START Record extracts

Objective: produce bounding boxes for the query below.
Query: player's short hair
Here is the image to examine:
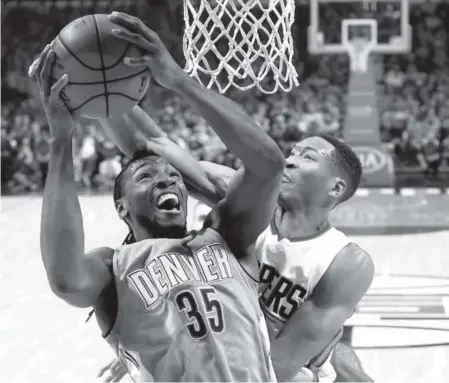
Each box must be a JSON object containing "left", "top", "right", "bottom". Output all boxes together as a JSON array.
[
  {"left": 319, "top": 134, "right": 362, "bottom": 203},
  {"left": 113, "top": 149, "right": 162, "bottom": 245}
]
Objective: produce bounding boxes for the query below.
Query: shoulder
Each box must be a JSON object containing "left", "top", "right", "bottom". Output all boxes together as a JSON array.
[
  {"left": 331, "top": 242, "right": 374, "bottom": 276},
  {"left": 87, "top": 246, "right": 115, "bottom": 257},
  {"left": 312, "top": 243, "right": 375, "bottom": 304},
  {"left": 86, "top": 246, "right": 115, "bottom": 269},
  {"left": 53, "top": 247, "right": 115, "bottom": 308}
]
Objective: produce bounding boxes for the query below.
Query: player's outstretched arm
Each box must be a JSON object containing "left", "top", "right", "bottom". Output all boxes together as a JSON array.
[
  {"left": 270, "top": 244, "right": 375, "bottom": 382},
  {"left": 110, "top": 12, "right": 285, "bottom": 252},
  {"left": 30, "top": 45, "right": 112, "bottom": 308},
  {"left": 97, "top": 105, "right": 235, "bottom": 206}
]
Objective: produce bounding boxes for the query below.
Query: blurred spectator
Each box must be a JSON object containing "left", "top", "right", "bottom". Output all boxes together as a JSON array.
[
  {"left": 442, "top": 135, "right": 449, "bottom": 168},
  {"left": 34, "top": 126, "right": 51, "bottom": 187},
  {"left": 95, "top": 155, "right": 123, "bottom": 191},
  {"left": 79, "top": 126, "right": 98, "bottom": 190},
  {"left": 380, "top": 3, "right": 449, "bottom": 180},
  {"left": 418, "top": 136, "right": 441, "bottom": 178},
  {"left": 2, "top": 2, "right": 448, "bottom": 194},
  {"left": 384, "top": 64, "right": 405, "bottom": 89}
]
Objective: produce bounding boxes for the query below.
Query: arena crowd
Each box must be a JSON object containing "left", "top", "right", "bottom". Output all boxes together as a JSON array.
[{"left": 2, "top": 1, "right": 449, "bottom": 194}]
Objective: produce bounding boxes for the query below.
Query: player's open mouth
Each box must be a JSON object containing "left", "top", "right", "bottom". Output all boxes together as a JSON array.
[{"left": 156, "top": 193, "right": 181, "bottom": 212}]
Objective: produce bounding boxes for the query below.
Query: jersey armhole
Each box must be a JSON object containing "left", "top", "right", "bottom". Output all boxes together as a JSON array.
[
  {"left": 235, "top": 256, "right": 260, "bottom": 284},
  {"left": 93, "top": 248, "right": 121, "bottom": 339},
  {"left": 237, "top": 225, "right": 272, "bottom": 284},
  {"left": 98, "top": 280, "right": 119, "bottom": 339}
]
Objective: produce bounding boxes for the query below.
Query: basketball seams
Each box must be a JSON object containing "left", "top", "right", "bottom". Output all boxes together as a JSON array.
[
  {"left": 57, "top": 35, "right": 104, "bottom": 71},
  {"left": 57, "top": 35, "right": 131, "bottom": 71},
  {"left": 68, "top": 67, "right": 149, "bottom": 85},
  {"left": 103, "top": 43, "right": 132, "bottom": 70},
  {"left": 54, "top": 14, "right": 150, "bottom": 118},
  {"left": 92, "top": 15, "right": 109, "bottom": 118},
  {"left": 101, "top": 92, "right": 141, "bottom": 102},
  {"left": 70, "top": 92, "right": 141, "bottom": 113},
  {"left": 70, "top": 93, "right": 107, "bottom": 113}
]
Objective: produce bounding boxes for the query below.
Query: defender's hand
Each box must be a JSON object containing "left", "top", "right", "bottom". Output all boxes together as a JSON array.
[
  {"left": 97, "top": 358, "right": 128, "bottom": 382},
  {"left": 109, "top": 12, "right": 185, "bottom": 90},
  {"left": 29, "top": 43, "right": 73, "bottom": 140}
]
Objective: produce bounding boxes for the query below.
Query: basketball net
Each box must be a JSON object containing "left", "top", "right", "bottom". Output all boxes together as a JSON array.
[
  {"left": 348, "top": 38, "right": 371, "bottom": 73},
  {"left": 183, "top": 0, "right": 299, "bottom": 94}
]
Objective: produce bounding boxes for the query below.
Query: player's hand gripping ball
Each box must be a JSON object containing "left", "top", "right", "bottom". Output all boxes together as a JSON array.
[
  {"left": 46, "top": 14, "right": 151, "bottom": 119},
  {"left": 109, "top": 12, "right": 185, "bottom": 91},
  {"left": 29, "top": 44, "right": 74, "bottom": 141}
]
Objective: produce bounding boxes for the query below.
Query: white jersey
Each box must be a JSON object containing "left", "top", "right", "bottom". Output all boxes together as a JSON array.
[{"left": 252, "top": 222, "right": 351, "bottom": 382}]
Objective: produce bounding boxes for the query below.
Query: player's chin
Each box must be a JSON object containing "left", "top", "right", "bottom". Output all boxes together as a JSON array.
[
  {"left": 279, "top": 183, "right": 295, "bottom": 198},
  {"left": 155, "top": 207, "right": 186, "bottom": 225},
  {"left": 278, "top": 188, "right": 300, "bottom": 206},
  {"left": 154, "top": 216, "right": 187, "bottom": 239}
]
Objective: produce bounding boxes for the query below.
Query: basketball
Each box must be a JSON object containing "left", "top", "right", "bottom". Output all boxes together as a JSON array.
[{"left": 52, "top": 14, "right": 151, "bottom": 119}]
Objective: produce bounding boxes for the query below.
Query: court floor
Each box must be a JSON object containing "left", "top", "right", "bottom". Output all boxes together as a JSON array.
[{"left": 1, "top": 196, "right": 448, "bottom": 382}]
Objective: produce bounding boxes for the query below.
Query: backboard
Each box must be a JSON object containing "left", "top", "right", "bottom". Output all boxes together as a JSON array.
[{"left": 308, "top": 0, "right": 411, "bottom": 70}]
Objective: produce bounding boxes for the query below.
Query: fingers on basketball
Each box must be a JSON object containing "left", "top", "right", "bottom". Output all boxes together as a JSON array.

END Record extracts

▶ [Task prompt]:
Give every entry again word for word; no images belong in the copy.

▶ [Solution to the problem]:
Objective: produce bounding boxes for the query below.
Query: player's short hair
Here is the image to examine:
Each box must be a JSON object containing "left", "top", "right", "bottom". Output all boxes together as a JSON array.
[
  {"left": 319, "top": 134, "right": 362, "bottom": 203},
  {"left": 113, "top": 149, "right": 162, "bottom": 245}
]
Objective: produce bounding boxes for the query below.
Query: shoulder
Each box must be a JSON object containing "left", "top", "right", "bottom". Output all boxes together as a JSON array.
[
  {"left": 331, "top": 242, "right": 374, "bottom": 276},
  {"left": 87, "top": 246, "right": 115, "bottom": 257},
  {"left": 312, "top": 243, "right": 375, "bottom": 304},
  {"left": 86, "top": 246, "right": 115, "bottom": 269},
  {"left": 53, "top": 247, "right": 115, "bottom": 308}
]
Objective: produce bounding boxes for the query below.
Query: player's outstretched arm
Each box must be a JSON object containing "left", "top", "right", "bottom". Output all boxes together as a JSON array.
[
  {"left": 270, "top": 244, "right": 375, "bottom": 382},
  {"left": 110, "top": 12, "right": 285, "bottom": 252},
  {"left": 30, "top": 45, "right": 112, "bottom": 308},
  {"left": 97, "top": 105, "right": 235, "bottom": 206}
]
Objective: produce bounding boxes for the query below.
Query: blurred spectator
Each box must be a JSON object containing "left", "top", "right", "bottom". Output all boxes together as a JSON array.
[
  {"left": 442, "top": 135, "right": 449, "bottom": 168},
  {"left": 34, "top": 126, "right": 51, "bottom": 187},
  {"left": 95, "top": 155, "right": 123, "bottom": 191},
  {"left": 79, "top": 126, "right": 98, "bottom": 190},
  {"left": 380, "top": 3, "right": 449, "bottom": 180},
  {"left": 418, "top": 136, "right": 441, "bottom": 178},
  {"left": 2, "top": 2, "right": 448, "bottom": 194},
  {"left": 384, "top": 64, "right": 405, "bottom": 89}
]
Objective: produce bounding boxes for the query below.
Query: arena crowd
Each box must be a JSON object containing "left", "top", "right", "bottom". Output all boxes together as a JSON array.
[{"left": 2, "top": 1, "right": 449, "bottom": 194}]
Objective: produce bounding boxes for the query below.
Query: player's open mouth
Each box must be a JSON object containing "left", "top", "right", "bottom". Output all boxes together as a JSON array.
[{"left": 156, "top": 193, "right": 181, "bottom": 212}]
Objective: produce bounding boxes for the query below.
Query: jersey armhole
Each box must be a JSON object containing "left", "top", "right", "bottom". Output all boxes together as a JSON array.
[
  {"left": 235, "top": 256, "right": 260, "bottom": 284},
  {"left": 93, "top": 248, "right": 121, "bottom": 339},
  {"left": 237, "top": 225, "right": 272, "bottom": 284},
  {"left": 98, "top": 280, "right": 119, "bottom": 339}
]
Objective: produce bounding boxes for the query below.
Query: basketball seams
Each box must be a JSON object containing "left", "top", "right", "bottom". Output all boxes together as a JSON array.
[
  {"left": 57, "top": 35, "right": 104, "bottom": 71},
  {"left": 57, "top": 35, "right": 131, "bottom": 71},
  {"left": 68, "top": 67, "right": 149, "bottom": 85},
  {"left": 103, "top": 43, "right": 132, "bottom": 70},
  {"left": 54, "top": 14, "right": 150, "bottom": 118},
  {"left": 92, "top": 15, "right": 109, "bottom": 118},
  {"left": 101, "top": 92, "right": 141, "bottom": 102},
  {"left": 70, "top": 92, "right": 141, "bottom": 113},
  {"left": 70, "top": 93, "right": 107, "bottom": 113}
]
Objective: produce bounding boxes for the query below.
Query: defender's hand
Each box must be a JSON object containing "left", "top", "right", "bottom". Output all boxes together as a JSON array.
[
  {"left": 97, "top": 358, "right": 128, "bottom": 382},
  {"left": 109, "top": 12, "right": 185, "bottom": 90},
  {"left": 29, "top": 43, "right": 73, "bottom": 140}
]
Objective: produce bounding boxes for the query below.
Query: basketball net
Each box must be a JSON object containing "left", "top", "right", "bottom". Output all boxes together as a JSON array.
[
  {"left": 348, "top": 38, "right": 371, "bottom": 73},
  {"left": 183, "top": 0, "right": 299, "bottom": 94}
]
Objective: produce bounding boxes for the query below.
Query: player's hand gripping ball
Each box must be a JSON object containing "left", "top", "right", "bottom". Output all boxes together as a JSON array.
[
  {"left": 46, "top": 14, "right": 151, "bottom": 119},
  {"left": 109, "top": 12, "right": 185, "bottom": 91},
  {"left": 29, "top": 44, "right": 74, "bottom": 141}
]
Objective: produce bounding boxes for the query below.
Query: white jersey
Each box must be a JSON object containing "left", "top", "right", "bottom". Output all boxes together as a JSON array.
[{"left": 252, "top": 222, "right": 351, "bottom": 382}]
Objective: produce bounding boxes for the query below.
Query: player's chin
Each box must be a JSON object containing "left", "top", "right", "bottom". Output all boxes together as a JSON array.
[
  {"left": 279, "top": 183, "right": 295, "bottom": 198},
  {"left": 155, "top": 207, "right": 186, "bottom": 225},
  {"left": 278, "top": 188, "right": 300, "bottom": 206},
  {"left": 154, "top": 216, "right": 187, "bottom": 239}
]
Objective: produce bounding boxes for the query below.
Query: basketball
Each box must be a JSON object containing "left", "top", "right", "bottom". Output all boxes together as a JSON array.
[{"left": 52, "top": 14, "right": 151, "bottom": 119}]
Objective: produce bounding boxes for the query below.
Query: court floor
Each box must be a JSON object containing "left", "top", "right", "bottom". Output all boxes together as a JSON array.
[{"left": 1, "top": 196, "right": 448, "bottom": 382}]
Objective: produce bounding boxes for the query below.
Query: backboard
Each box must be a JSON object containing "left", "top", "right", "bottom". Output all boxes together as a JSON array.
[{"left": 308, "top": 0, "right": 411, "bottom": 70}]
Objective: produce bounding boxes for the query below.
Query: fingers on basketball
Each box must be a JSON object containing "left", "top", "right", "bottom". Output all boxes together as a JSON array.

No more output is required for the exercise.